[Task description]
Lift out, unaltered, the lines of the material below between the line holding "Question. Indicate the small bud" and the line holding "Question. Indicate the reddish", counting both.

** Opening Entries shown block **

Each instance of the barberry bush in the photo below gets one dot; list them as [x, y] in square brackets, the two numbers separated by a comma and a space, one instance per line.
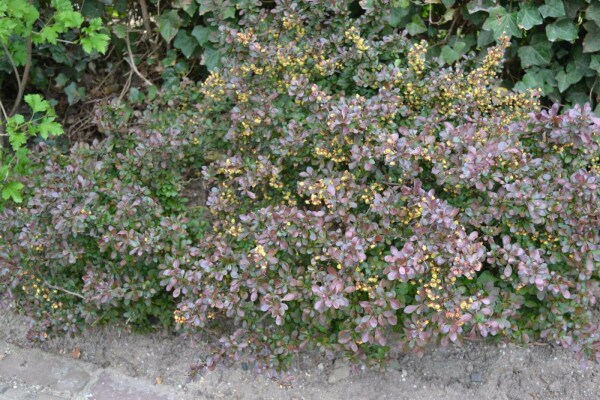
[366, 199]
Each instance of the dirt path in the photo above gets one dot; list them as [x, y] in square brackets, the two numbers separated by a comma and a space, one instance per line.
[115, 364]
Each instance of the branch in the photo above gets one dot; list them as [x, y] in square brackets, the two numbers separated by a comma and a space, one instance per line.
[63, 290]
[24, 78]
[132, 63]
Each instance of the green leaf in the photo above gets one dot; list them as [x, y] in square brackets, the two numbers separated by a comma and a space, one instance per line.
[416, 26]
[69, 19]
[595, 63]
[13, 190]
[528, 16]
[452, 54]
[18, 50]
[17, 140]
[169, 24]
[49, 127]
[212, 59]
[74, 93]
[552, 8]
[480, 5]
[92, 8]
[398, 14]
[49, 34]
[538, 54]
[593, 13]
[501, 22]
[186, 43]
[201, 33]
[568, 77]
[95, 41]
[591, 42]
[120, 31]
[37, 103]
[562, 29]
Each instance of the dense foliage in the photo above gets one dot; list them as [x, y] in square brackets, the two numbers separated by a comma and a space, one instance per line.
[370, 199]
[362, 194]
[22, 29]
[98, 221]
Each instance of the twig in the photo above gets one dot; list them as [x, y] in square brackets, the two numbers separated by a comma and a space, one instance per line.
[132, 63]
[24, 77]
[145, 16]
[4, 114]
[12, 63]
[63, 290]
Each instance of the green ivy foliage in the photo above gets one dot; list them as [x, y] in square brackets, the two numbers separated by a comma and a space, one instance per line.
[23, 29]
[555, 44]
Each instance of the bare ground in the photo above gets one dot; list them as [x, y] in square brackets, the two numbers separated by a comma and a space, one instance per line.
[475, 371]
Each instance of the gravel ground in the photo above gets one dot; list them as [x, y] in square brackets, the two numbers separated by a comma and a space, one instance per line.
[475, 371]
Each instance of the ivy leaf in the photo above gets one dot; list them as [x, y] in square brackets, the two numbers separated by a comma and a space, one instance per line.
[593, 13]
[212, 58]
[452, 54]
[568, 78]
[416, 26]
[169, 24]
[37, 103]
[201, 33]
[552, 8]
[13, 190]
[95, 41]
[501, 22]
[562, 29]
[185, 43]
[528, 16]
[591, 42]
[537, 54]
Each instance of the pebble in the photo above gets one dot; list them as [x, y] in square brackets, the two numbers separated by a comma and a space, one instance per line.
[341, 371]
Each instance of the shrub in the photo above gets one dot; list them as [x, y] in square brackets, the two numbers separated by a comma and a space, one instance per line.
[370, 200]
[97, 222]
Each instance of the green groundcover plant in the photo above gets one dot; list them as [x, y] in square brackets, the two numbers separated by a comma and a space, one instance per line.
[369, 199]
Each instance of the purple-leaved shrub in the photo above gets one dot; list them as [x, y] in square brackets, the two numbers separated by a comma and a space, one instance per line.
[368, 199]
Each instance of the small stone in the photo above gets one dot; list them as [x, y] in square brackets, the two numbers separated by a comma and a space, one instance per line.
[341, 371]
[395, 365]
[556, 387]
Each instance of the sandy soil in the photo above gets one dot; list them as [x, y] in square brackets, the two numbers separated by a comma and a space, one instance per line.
[476, 371]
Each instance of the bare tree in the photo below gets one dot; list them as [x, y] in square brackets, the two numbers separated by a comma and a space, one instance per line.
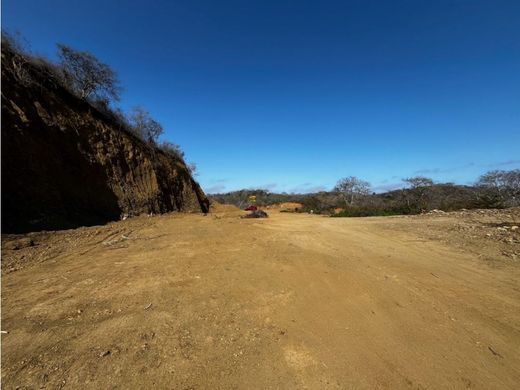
[500, 188]
[418, 181]
[351, 187]
[144, 126]
[172, 149]
[86, 75]
[417, 196]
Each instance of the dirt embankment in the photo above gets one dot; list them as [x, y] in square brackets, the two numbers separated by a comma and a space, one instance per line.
[64, 164]
[293, 301]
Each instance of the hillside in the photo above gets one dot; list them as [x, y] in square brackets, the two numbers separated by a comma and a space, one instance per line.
[65, 164]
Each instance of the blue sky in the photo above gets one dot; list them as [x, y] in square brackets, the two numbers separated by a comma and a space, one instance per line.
[293, 95]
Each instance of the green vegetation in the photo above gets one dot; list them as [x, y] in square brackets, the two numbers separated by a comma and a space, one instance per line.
[352, 196]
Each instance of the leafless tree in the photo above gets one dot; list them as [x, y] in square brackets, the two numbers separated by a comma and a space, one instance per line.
[144, 126]
[351, 188]
[416, 197]
[86, 75]
[500, 188]
[172, 149]
[418, 181]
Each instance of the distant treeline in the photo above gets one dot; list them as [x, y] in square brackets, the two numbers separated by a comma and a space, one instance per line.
[89, 79]
[352, 196]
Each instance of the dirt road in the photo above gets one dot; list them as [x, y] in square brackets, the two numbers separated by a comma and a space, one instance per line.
[288, 302]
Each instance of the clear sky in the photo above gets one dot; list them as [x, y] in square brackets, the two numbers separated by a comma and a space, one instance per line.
[293, 95]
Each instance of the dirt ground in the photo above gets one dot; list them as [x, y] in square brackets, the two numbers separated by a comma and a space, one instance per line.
[290, 302]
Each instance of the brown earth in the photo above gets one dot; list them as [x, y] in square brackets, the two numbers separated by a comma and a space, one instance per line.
[290, 302]
[65, 164]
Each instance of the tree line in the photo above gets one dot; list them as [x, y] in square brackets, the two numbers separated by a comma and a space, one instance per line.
[353, 196]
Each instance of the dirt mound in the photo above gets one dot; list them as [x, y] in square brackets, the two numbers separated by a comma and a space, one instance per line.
[287, 206]
[302, 302]
[256, 214]
[65, 164]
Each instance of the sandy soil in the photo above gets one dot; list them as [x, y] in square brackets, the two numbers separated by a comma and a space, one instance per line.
[289, 302]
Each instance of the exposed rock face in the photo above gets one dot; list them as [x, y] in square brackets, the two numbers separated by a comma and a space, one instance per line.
[64, 164]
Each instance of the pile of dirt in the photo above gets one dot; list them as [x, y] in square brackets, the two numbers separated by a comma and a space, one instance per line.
[491, 234]
[65, 164]
[256, 214]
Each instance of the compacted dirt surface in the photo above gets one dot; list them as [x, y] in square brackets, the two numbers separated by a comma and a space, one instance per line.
[289, 302]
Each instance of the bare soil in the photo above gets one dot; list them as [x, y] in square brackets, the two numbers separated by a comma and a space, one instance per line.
[289, 302]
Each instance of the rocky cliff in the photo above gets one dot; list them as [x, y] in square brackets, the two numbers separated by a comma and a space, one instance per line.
[65, 164]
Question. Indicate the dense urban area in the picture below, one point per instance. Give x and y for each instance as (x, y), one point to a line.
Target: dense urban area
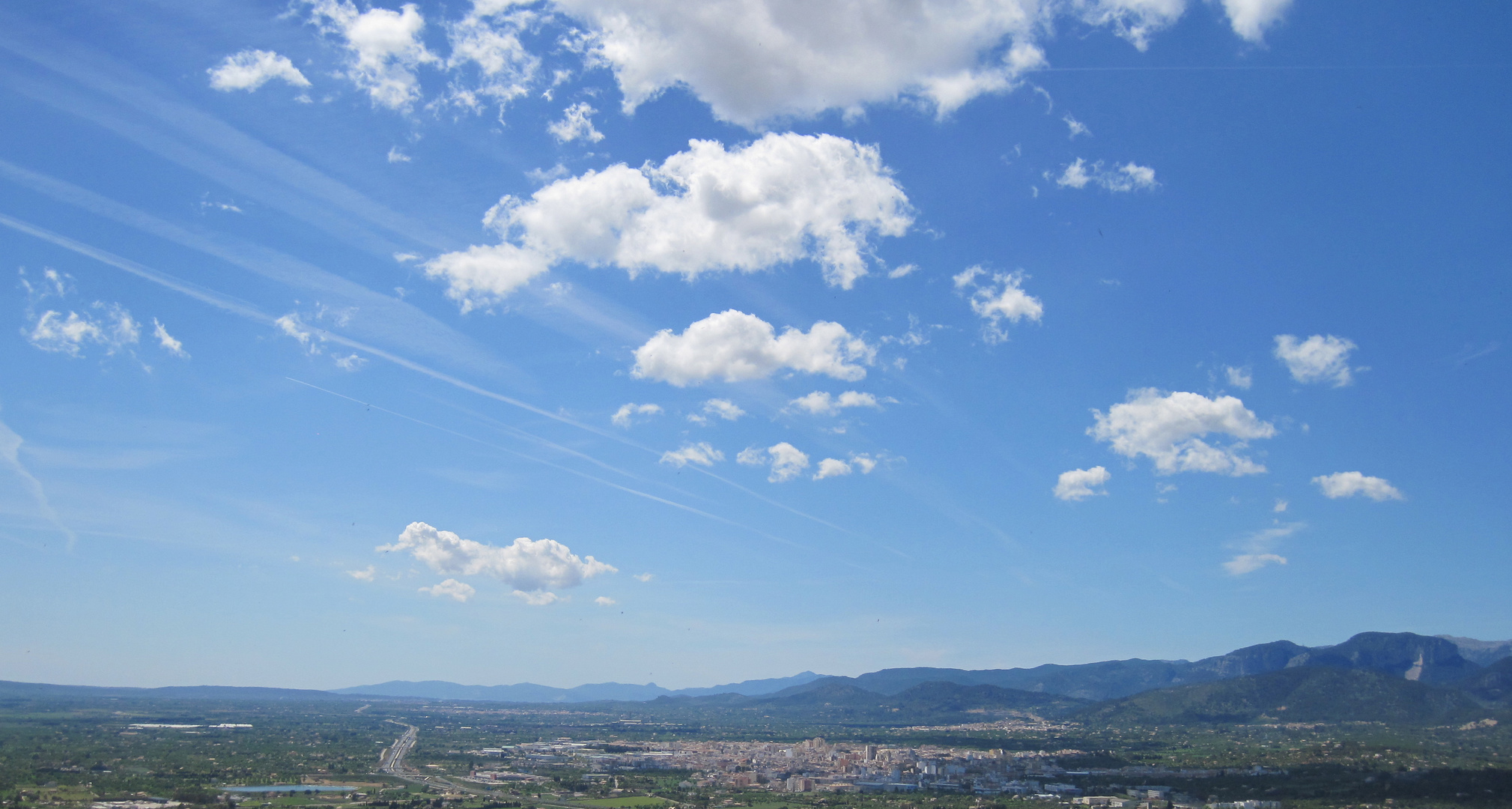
(1379, 720)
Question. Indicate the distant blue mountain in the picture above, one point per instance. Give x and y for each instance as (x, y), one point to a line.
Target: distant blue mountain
(528, 691)
(1430, 660)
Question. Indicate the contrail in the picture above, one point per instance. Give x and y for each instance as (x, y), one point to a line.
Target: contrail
(11, 451)
(553, 466)
(253, 313)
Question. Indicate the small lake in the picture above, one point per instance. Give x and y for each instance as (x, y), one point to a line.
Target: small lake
(289, 788)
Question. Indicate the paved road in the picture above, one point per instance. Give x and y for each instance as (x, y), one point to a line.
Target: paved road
(392, 764)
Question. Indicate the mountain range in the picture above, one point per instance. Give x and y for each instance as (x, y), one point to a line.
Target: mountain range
(1405, 655)
(1373, 676)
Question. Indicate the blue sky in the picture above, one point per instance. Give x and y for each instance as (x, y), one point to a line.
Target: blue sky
(838, 339)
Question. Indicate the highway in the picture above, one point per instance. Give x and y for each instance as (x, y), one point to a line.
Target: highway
(392, 764)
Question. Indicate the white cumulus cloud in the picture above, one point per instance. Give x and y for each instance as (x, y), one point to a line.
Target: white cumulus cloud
(529, 566)
(253, 68)
(112, 329)
(832, 467)
(1249, 563)
(1239, 377)
(1319, 359)
(759, 59)
(822, 402)
(168, 342)
(774, 202)
(1347, 484)
(577, 124)
(734, 345)
(1258, 549)
(629, 410)
(700, 454)
(785, 460)
(1251, 19)
(537, 598)
(717, 409)
(384, 49)
(451, 589)
(488, 40)
(1118, 179)
(1168, 428)
(1080, 484)
(998, 301)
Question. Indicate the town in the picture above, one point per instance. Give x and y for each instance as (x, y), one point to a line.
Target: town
(816, 766)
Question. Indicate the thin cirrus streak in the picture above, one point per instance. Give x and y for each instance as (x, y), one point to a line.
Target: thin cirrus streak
(218, 150)
(611, 484)
(253, 313)
(250, 167)
(378, 316)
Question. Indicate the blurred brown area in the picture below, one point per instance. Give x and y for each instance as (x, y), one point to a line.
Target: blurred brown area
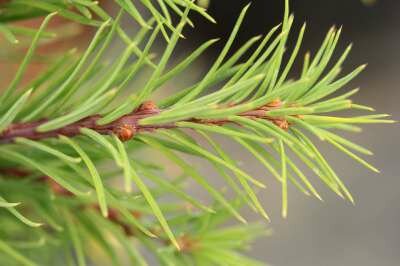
(333, 232)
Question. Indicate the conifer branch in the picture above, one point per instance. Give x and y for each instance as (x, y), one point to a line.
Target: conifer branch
(129, 125)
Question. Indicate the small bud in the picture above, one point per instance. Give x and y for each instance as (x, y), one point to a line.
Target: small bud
(274, 103)
(147, 106)
(126, 132)
(282, 123)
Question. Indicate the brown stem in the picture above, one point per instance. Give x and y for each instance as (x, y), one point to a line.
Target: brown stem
(126, 126)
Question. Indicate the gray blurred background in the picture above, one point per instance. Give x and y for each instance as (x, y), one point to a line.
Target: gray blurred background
(334, 232)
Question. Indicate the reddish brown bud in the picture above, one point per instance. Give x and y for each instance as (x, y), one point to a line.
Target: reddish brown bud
(274, 103)
(147, 106)
(126, 132)
(282, 123)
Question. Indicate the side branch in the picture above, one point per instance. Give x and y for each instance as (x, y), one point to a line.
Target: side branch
(126, 126)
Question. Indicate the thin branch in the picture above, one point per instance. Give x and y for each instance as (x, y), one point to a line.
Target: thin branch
(128, 125)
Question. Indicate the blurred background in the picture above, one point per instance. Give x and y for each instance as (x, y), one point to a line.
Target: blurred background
(334, 232)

** Closing Entries shown block **

[Reply to the task]
Question. Indicate the small bud in the picture above, one point per instance. Give x and y for each instance as (x, y), one point to a line.
Target: small bud
(274, 103)
(147, 106)
(126, 132)
(282, 123)
Question. Indicate the brown stem in the picture above, one point per instance. Give x and y for each instance as (x, y), one point to a line.
Target: brown stem
(126, 126)
Question. Indicate the gray blurred background in the picture above, one point per instance. Give x and y for each instance as (x, y), one point to a line.
Target: gray blurred background
(334, 232)
Question. Indicate the reddish brown bud in the picture above, one point per instance. Give x and y for each instance as (x, y), one point to a line.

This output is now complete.